§ Data extract
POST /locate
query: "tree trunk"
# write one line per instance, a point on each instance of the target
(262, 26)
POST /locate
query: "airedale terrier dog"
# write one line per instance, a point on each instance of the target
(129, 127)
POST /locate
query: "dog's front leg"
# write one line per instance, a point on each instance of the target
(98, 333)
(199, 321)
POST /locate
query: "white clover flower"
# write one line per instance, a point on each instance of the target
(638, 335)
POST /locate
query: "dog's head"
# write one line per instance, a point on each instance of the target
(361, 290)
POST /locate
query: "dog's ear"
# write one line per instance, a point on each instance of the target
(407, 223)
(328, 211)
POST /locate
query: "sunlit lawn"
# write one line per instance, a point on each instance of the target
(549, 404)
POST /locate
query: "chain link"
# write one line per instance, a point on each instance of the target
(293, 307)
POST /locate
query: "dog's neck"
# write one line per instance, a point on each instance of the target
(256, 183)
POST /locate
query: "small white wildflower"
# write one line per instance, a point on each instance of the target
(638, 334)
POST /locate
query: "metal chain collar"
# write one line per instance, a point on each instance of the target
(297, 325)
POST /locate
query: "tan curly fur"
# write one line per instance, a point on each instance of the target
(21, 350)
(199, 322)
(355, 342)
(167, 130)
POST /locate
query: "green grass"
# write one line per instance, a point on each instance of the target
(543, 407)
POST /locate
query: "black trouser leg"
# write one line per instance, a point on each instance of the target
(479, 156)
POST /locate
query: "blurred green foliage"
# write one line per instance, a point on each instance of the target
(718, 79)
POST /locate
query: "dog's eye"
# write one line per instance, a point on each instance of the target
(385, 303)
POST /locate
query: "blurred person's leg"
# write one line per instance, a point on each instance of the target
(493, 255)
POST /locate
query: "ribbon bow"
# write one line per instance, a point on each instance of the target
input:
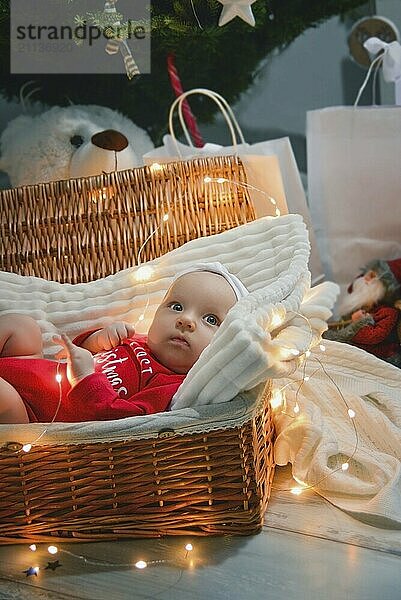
(119, 45)
(391, 57)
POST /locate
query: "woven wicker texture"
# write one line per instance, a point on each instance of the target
(79, 230)
(202, 485)
(216, 483)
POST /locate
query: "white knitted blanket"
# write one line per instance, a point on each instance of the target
(321, 437)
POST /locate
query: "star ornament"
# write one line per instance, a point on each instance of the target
(237, 8)
(53, 565)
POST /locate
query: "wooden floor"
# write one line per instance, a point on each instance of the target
(308, 549)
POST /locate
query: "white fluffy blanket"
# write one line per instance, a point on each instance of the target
(270, 257)
(322, 436)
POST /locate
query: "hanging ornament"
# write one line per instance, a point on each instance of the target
(237, 8)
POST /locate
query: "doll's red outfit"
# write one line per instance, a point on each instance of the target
(127, 381)
(380, 337)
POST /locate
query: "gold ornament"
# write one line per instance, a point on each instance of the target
(237, 8)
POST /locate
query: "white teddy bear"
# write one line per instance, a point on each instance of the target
(75, 141)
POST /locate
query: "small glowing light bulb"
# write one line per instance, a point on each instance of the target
(155, 167)
(277, 399)
(144, 273)
(276, 320)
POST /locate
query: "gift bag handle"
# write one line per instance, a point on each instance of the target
(225, 109)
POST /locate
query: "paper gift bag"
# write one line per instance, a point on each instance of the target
(354, 183)
(270, 167)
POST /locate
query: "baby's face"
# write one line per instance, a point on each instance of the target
(187, 319)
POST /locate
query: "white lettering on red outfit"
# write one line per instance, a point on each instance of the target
(109, 366)
(140, 352)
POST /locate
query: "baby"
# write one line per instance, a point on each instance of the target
(112, 373)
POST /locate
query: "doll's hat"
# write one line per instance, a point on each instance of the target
(389, 273)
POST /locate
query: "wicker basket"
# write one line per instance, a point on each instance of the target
(203, 484)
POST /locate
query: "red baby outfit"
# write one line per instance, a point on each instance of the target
(127, 381)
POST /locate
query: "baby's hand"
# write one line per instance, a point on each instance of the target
(109, 337)
(79, 361)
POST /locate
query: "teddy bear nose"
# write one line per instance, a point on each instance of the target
(110, 139)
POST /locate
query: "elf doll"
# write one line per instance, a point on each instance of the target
(371, 311)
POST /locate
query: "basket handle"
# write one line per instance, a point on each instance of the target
(225, 109)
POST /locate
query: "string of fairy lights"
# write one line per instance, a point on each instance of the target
(278, 401)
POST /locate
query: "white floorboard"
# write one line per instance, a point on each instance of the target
(308, 550)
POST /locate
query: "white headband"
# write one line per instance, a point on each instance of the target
(238, 287)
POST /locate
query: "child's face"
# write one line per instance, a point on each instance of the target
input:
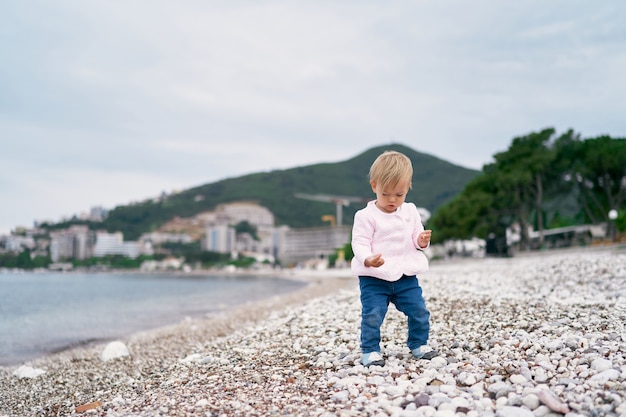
(392, 197)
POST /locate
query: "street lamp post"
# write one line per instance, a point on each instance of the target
(612, 217)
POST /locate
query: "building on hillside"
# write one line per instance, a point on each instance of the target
(250, 212)
(156, 238)
(299, 245)
(219, 238)
(220, 235)
(113, 244)
(75, 242)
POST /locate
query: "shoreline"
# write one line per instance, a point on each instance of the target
(517, 337)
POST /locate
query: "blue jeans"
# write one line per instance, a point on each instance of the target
(406, 295)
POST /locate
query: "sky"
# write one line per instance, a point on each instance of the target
(103, 103)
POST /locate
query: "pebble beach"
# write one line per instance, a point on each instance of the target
(533, 335)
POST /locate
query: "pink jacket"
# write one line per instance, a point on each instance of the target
(394, 235)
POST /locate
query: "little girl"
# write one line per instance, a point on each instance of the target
(387, 241)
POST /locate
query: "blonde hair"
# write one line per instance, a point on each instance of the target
(390, 168)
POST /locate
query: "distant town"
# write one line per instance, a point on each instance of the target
(239, 230)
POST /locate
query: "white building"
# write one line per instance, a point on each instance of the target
(220, 235)
(219, 238)
(73, 242)
(113, 244)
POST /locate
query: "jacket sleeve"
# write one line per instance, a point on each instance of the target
(418, 228)
(362, 236)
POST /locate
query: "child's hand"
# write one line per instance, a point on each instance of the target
(374, 261)
(424, 238)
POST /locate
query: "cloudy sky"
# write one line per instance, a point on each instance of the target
(107, 102)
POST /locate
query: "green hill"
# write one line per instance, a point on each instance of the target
(435, 182)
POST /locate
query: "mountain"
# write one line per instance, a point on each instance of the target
(435, 182)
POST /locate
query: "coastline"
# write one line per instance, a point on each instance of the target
(541, 335)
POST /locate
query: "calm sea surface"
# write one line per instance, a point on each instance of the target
(42, 313)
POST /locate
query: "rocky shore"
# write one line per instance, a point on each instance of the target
(539, 335)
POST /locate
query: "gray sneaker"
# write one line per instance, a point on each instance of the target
(419, 353)
(372, 358)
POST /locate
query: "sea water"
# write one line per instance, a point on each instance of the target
(47, 312)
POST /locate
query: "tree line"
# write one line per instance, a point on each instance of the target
(543, 180)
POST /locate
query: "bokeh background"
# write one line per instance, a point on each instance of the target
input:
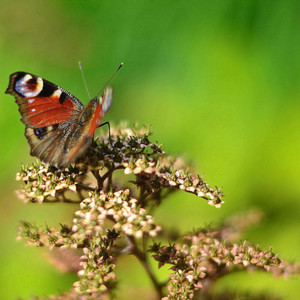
(217, 80)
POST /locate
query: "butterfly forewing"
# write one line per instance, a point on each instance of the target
(41, 103)
(59, 128)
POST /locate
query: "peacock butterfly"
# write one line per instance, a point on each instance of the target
(59, 128)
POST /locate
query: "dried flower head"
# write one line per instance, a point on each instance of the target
(114, 210)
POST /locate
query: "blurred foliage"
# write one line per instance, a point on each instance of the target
(218, 81)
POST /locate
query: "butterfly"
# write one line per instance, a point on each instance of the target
(58, 127)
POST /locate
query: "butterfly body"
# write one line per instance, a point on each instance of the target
(59, 128)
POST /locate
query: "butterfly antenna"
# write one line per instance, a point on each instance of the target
(113, 75)
(81, 70)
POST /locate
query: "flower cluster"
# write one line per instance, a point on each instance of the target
(131, 150)
(123, 210)
(46, 182)
(96, 275)
(110, 213)
(203, 258)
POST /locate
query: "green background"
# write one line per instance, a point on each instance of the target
(217, 80)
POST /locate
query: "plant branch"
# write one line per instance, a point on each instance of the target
(143, 260)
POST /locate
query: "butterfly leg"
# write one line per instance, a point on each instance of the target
(106, 123)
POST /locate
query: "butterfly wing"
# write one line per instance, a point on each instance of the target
(58, 127)
(48, 112)
(87, 123)
(41, 103)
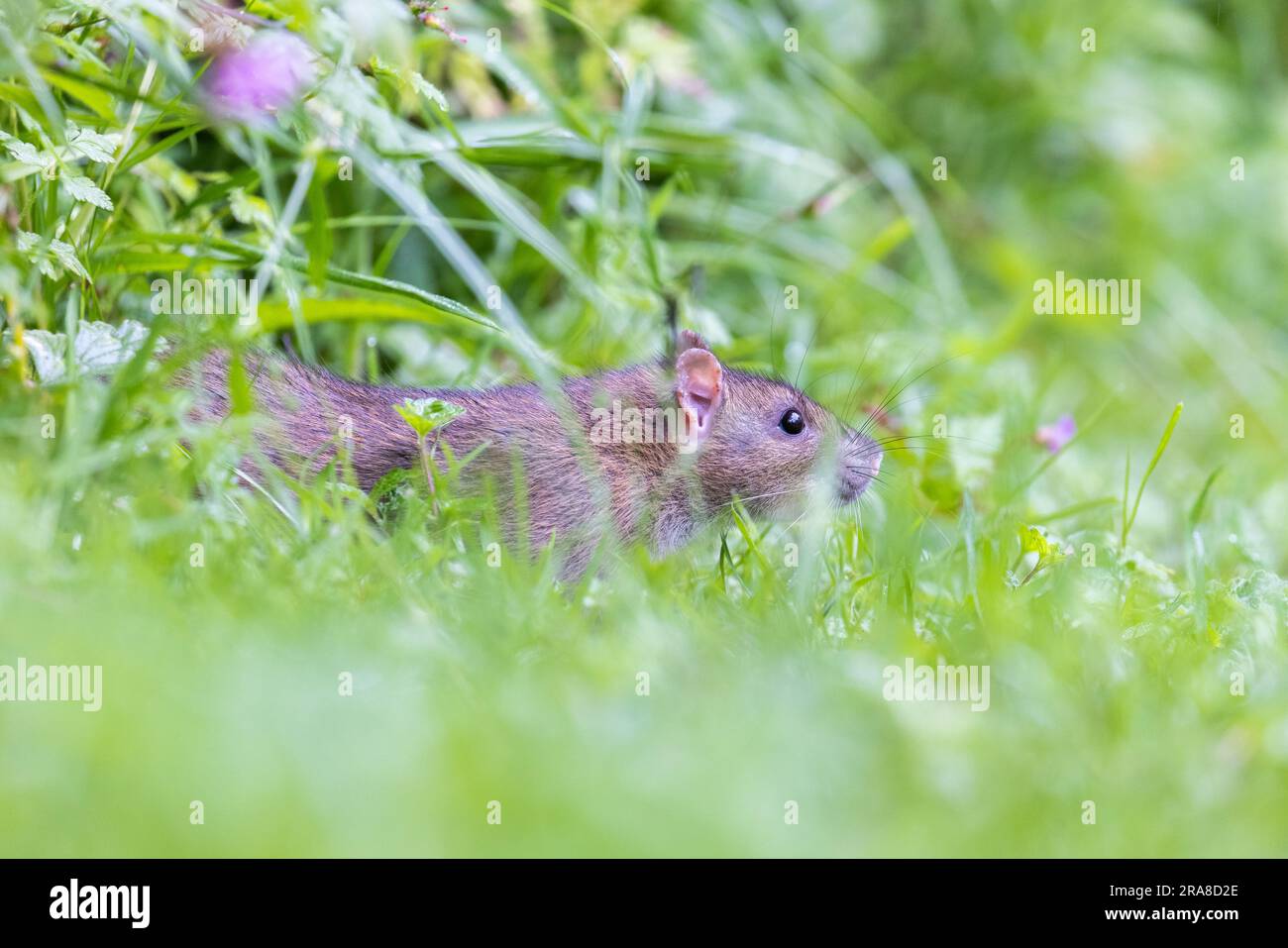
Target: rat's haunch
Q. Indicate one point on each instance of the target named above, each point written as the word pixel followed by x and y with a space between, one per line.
pixel 653 453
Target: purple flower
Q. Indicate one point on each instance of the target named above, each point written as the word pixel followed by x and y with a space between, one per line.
pixel 1055 437
pixel 256 81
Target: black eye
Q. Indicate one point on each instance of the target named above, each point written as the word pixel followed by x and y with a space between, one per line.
pixel 793 421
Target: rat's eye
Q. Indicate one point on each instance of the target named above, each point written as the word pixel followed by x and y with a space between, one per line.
pixel 793 421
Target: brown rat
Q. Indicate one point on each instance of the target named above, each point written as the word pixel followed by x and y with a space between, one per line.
pixel 657 451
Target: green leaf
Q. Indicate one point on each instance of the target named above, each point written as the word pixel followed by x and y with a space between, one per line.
pixel 90 145
pixel 1158 454
pixel 318 240
pixel 85 189
pixel 99 347
pixel 428 415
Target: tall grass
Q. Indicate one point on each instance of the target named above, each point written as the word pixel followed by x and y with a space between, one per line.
pixel 591 159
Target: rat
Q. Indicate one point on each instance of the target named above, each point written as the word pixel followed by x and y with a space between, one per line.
pixel 652 453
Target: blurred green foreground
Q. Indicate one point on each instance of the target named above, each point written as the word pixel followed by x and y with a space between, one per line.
pixel 863 192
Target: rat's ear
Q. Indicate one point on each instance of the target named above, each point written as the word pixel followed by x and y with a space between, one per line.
pixel 698 385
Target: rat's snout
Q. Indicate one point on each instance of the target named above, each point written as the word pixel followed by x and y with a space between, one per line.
pixel 859 463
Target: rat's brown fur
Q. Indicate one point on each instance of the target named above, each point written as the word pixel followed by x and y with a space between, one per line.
pixel 575 487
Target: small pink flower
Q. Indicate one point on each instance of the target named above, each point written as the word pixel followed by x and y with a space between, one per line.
pixel 263 77
pixel 1055 437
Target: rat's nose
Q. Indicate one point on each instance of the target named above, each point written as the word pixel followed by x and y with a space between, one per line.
pixel 861 463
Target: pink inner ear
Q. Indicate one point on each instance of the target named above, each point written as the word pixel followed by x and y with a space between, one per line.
pixel 698 385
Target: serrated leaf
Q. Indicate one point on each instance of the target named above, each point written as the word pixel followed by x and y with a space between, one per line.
pixel 65 256
pixel 99 347
pixel 84 189
pixel 47 258
pixel 90 145
pixel 25 153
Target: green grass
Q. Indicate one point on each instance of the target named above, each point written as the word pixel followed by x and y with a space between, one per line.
pixel 1115 614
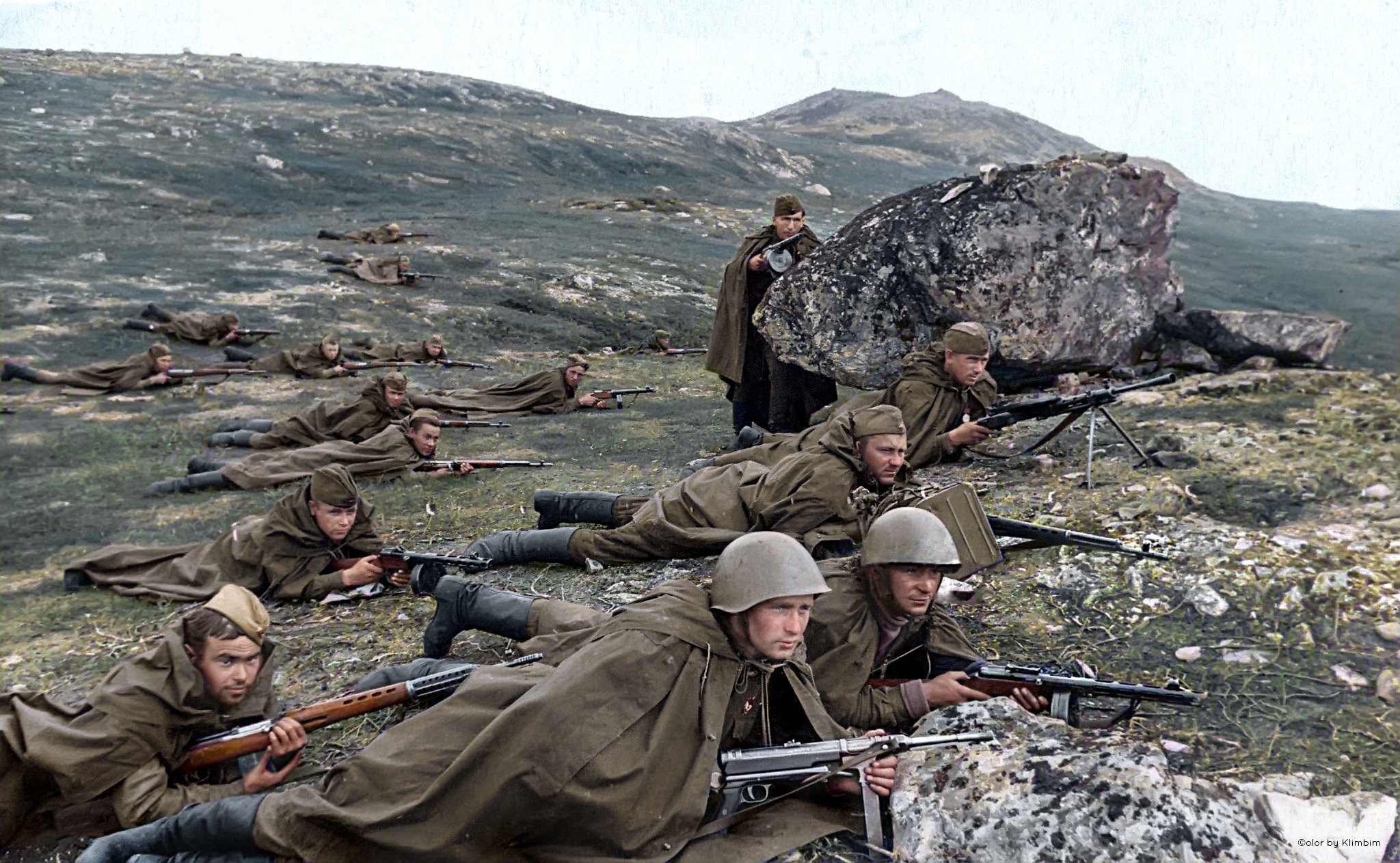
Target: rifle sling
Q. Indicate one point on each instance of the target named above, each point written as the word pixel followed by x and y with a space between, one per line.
pixel 1055 433
pixel 713 827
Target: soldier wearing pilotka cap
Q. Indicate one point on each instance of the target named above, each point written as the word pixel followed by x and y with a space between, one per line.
pixel 107 761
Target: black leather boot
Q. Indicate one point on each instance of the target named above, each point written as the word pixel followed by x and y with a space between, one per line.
pixel 524 546
pixel 556 507
pixel 474 606
pixel 221 827
pixel 243 437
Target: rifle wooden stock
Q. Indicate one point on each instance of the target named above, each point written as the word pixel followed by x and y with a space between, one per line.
pixel 311 718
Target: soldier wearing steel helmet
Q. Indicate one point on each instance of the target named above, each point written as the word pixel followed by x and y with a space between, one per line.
pixel 881 621
pixel 606 756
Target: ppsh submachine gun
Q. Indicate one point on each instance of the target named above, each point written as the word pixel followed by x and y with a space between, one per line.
pixel 746 777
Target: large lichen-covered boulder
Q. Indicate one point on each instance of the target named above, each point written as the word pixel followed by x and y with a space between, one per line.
pixel 1066 260
pixel 1051 792
pixel 1238 335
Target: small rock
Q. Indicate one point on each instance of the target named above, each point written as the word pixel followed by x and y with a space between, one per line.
pixel 1388 687
pixel 1207 601
pixel 1246 658
pixel 1351 679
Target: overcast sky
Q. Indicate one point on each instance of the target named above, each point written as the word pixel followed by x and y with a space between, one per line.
pixel 1278 100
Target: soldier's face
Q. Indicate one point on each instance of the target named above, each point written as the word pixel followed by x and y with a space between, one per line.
pixel 228 668
pixel 425 439
pixel 965 368
pixel 334 521
pixel 789 225
pixel 884 455
pixel 776 627
pixel 909 588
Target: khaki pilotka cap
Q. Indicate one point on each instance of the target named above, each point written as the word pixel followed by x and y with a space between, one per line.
pixel 243 609
pixel 788 204
pixel 968 338
pixel 880 420
pixel 334 486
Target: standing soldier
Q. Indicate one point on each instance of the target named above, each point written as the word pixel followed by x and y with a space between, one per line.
pixel 608 757
pixel 109 761
pixel 765 391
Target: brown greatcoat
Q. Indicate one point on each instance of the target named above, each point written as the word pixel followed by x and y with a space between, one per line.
pixel 200 328
pixel 931 403
pixel 539 394
pixel 304 361
pixel 121 743
pixel 733 331
pixel 355 422
pixel 606 757
pixel 115 376
pixel 282 554
pixel 807 495
pixel 843 648
pixel 386 456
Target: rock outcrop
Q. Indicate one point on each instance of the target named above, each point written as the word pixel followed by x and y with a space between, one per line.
pixel 1066 260
pixel 1051 792
pixel 1237 336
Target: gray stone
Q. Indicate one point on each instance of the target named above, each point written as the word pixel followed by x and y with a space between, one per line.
pixel 1051 792
pixel 1066 260
pixel 1237 336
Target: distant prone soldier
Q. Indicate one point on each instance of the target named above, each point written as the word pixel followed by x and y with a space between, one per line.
pixel 318 539
pixel 381 235
pixel 395 452
pixel 215 329
pixel 383 402
pixel 148 370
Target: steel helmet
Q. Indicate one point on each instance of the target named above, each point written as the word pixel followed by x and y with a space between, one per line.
pixel 909 536
pixel 759 567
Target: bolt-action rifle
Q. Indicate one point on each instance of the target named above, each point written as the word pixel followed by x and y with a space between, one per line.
pixel 430 465
pixel 746 776
pixel 1055 406
pixel 1039 536
pixel 622 395
pixel 255 737
pixel 1066 689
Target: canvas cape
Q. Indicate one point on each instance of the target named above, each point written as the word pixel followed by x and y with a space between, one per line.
pixel 606 757
pixel 539 394
pixel 118 743
pixel 280 554
pixel 386 456
pixel 355 422
pixel 926 396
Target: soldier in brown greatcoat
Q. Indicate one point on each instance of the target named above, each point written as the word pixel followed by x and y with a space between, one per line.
pixel 137 371
pixel 941 392
pixel 805 497
pixel 390 455
pixel 383 402
pixel 606 757
pixel 286 553
pixel 109 758
pixel 548 392
pixel 765 391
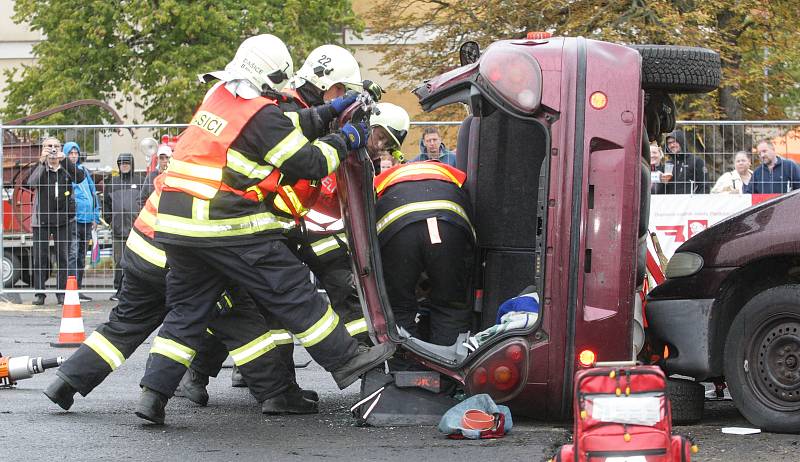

§ Required task
How many lines in the rows above contain the string "helmet"? Reply with the number alone.

§ Exercise result
2